▶ Vorliegender Text:
____

Erstellt am: 12. 6. 2014 - 10:44 Uhr
Best Crowd In A Long Time
Freund T. schlägt meine Einladung, ob er nicht zum (Openair-)Konzert der Kings Of Leon in Wiesen im Burgenland mitkommen möchte, aus. Er tut das nicht leichtfertig, aber er hat zwei Argumente: Erstens hat er gerade mit Dingen zu tun, die es im Leben gibt, und verglichen mit denen ein Konzert einfach keine Bedeutung hat, und zweitens, so meint T. ehrlich, sind Bands, die irgendwann im Lauf der Zeit zu einem Massenphänomen geworden sind, oft nicht so sein Ding. Fair enough.
Das Wetter ist jedoch herrlich, und ich hab die Kings Of Leon vor Jahren an eben jener Location in Wiesen spielen gesehen, als sie noch kein „Massenphänomen" waren. Also fahre ich hin, an jenen Ort, der eine der ersten österreichischen Festival-Locations war. Ich mag Wiesen noch immer gerne, auch wenn ich mich stets wieder verfahre am Weg von Wien, und Mattersburg im Burgenland mindestens drei Mal umkreise, um nach Wiesen zu gelangen, obwohl es so einfach wäre, wenn man gleich außerhalb von Wien die richtige Abfahrt nehmen würde. Wie auch immer, aber das war vielleicht der Grund, warum ich den "special guest" der Kings Of Leon verpasste: Madsen aus Deutschland. Caleb Followill, der Sänger der Kings Of Leon, bedankt sich artig irgendwann im Laufe des Konzerts der Kings Of Leon bei Madsen. "Ich hoff", so Caleb Followill, "ich hab den Namen richtig ausgesprochen."

____

▶ Übungsaufgaben:
• a. Schreiben Sie aus dem Konzertbericht die Passage von "Erstellt am: 12." bis einschließlich "Ding. Fair enough." wortgetreu ab.
• b. Übertragen Sie diesen Satz aus dem Konzertbericht ins Englische: „Also fahre ich hin, an jenen Ort, der eine der ersten österreichischen Festival-Locations war.“

▶ Extrahiertes Material:
____

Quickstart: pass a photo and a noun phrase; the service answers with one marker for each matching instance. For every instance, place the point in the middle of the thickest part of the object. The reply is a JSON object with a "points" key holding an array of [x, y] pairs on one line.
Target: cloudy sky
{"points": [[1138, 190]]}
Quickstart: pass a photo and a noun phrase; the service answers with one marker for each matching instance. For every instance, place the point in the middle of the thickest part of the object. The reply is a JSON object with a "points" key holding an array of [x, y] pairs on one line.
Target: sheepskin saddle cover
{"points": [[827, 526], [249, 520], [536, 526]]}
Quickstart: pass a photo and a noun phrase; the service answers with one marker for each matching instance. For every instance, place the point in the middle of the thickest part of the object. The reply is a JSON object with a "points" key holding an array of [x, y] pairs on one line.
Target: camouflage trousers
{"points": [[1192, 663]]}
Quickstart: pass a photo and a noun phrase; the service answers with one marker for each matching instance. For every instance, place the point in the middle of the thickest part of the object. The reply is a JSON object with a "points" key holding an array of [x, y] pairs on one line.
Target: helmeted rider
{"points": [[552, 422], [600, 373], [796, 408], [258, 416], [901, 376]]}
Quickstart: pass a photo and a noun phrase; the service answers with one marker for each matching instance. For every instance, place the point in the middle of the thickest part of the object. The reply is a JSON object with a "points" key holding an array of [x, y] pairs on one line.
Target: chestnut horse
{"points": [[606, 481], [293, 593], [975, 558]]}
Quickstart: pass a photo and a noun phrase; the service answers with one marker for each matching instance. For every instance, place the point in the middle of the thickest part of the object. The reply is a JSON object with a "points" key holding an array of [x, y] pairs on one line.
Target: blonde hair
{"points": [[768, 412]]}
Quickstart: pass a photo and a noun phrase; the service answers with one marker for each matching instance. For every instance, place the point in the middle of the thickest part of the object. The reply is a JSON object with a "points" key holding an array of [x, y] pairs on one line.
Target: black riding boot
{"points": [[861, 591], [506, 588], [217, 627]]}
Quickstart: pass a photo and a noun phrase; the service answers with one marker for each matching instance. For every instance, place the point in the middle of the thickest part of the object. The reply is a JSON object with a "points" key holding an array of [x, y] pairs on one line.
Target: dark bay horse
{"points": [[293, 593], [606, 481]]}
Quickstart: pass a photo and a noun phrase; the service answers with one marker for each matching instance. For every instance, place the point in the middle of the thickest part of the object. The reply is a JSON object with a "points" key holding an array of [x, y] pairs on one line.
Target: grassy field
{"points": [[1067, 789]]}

____

▶ Lösungen:
• a.
Erstellt am: 12. 6. 2014 - 10:44 Uhr
Best Crowd In A Long Time
Freund T. schlägt meine Einladung, ob er nicht zum (Openair-)Konzert der Kings Of Leon in Wiesen im Burgenland mitkommen möchte, aus. Er tut das nicht leichtfertig, aber er hat zwei Argumente: Erstens hat er gerade mit Dingen zu tun, die es im Leben gibt, und verglichen mit denen ein Konzert einfach keine Bedeutung hat, und zweitens, so meint T. ehrlich, sind Bands, die irgendwann im Lauf der Zeit zu einem Massenphänomen geworden sind, oft nicht so sein Ding. Fair enough.

• b. So I drive there, to the place that was one of the first Austrian festival locations.